### Material provided:
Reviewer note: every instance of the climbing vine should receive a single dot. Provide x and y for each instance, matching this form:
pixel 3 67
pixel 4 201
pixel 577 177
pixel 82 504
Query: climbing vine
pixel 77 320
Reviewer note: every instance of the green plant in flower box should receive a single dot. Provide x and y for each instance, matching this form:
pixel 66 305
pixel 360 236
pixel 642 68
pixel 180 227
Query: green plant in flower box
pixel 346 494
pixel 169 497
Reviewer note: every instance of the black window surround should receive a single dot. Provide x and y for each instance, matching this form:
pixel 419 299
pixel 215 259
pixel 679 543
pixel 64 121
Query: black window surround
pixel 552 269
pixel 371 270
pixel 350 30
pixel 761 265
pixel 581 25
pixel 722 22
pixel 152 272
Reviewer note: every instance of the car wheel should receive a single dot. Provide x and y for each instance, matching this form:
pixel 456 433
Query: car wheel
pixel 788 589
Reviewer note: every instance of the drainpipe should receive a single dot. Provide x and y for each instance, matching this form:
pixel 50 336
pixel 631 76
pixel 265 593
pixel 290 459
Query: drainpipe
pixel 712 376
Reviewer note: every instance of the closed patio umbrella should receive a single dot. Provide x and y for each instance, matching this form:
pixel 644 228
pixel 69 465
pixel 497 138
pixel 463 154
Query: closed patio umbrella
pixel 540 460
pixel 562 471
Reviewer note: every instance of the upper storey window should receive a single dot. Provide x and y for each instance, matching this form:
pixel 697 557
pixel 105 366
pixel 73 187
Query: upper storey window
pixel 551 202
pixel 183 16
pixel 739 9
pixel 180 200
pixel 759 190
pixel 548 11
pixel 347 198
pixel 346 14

--

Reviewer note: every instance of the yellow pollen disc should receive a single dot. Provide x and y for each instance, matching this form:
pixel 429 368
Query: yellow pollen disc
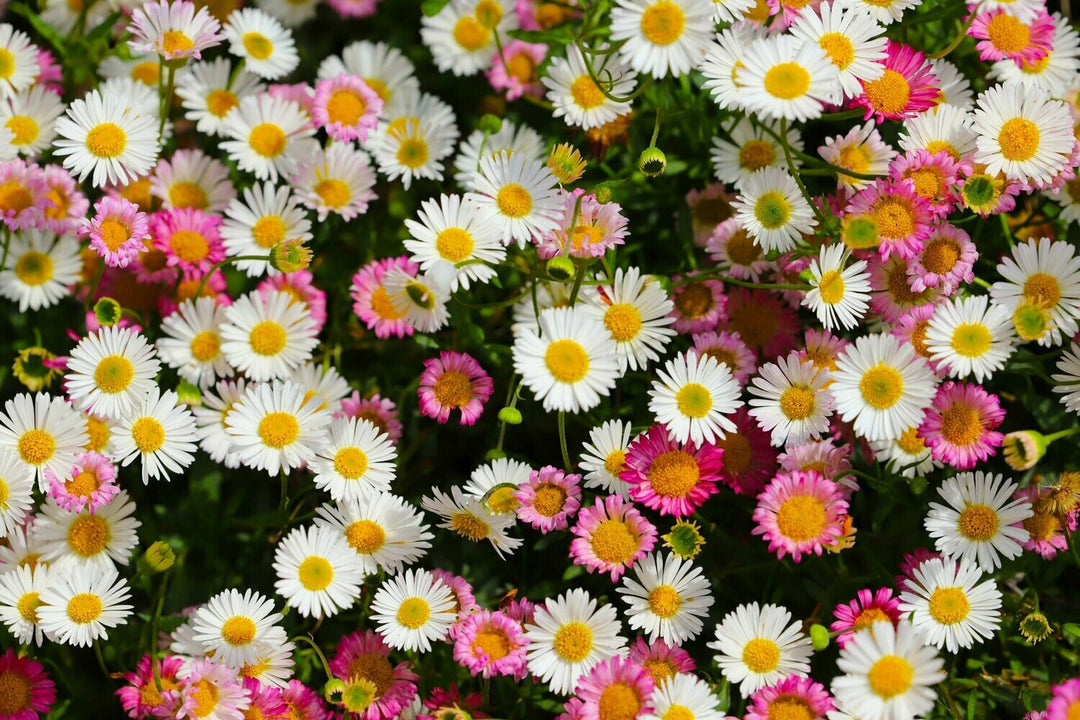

--

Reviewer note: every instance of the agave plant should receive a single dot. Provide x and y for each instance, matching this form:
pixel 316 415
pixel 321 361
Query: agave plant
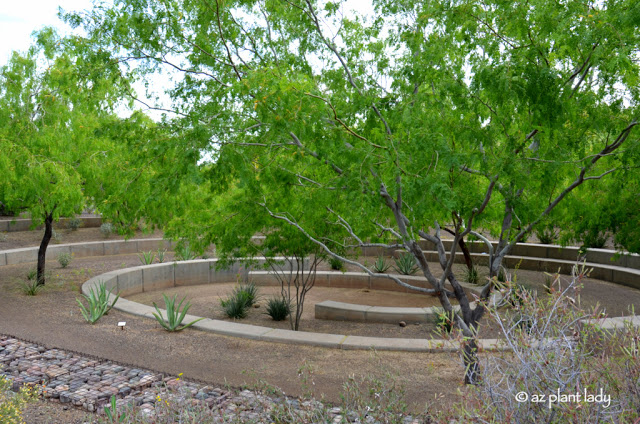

### Task item:
Using the entries above, extract exactly the span from the line with "pixel 82 504" to the line with "pixel 463 154", both lines included; leave out everything else.

### Reply to the task:
pixel 82 504
Query: climbing vine
pixel 77 320
Reviewer note: every instance of the green plant in flower box should receive a single dot. Provide x and y for each instance, matching this form:
pixel 66 305
pixel 360 236
pixel 642 68
pixel 180 227
Query: green plant in flower box
pixel 346 494
pixel 169 497
Reviewer note: every instance of the black window surround should receive a single dot. Provide x and y for each instance, matching this form:
pixel 419 299
pixel 215 259
pixel 679 543
pixel 64 121
Query: black window surround
pixel 552 269
pixel 371 270
pixel 350 30
pixel 761 265
pixel 581 25
pixel 722 22
pixel 152 272
Reviewer note: every instance of the car wheel should receive a single dot. Provide x and y for each instance, matching this form:
pixel 456 433
Query: car wheel
pixel 788 589
Reviewer note: every instance of the drainpipe should receive a single dot. Provide x and y for each instance, matching this form:
pixel 50 336
pixel 631 76
pixel 265 593
pixel 290 459
Query: drainpipe
pixel 712 376
Reviewer note: every instance of the closed patio umbrella should receive a single dot. Provide x and y for each instance, matching this form:
pixel 644 228
pixel 69 465
pixel 497 138
pixel 463 154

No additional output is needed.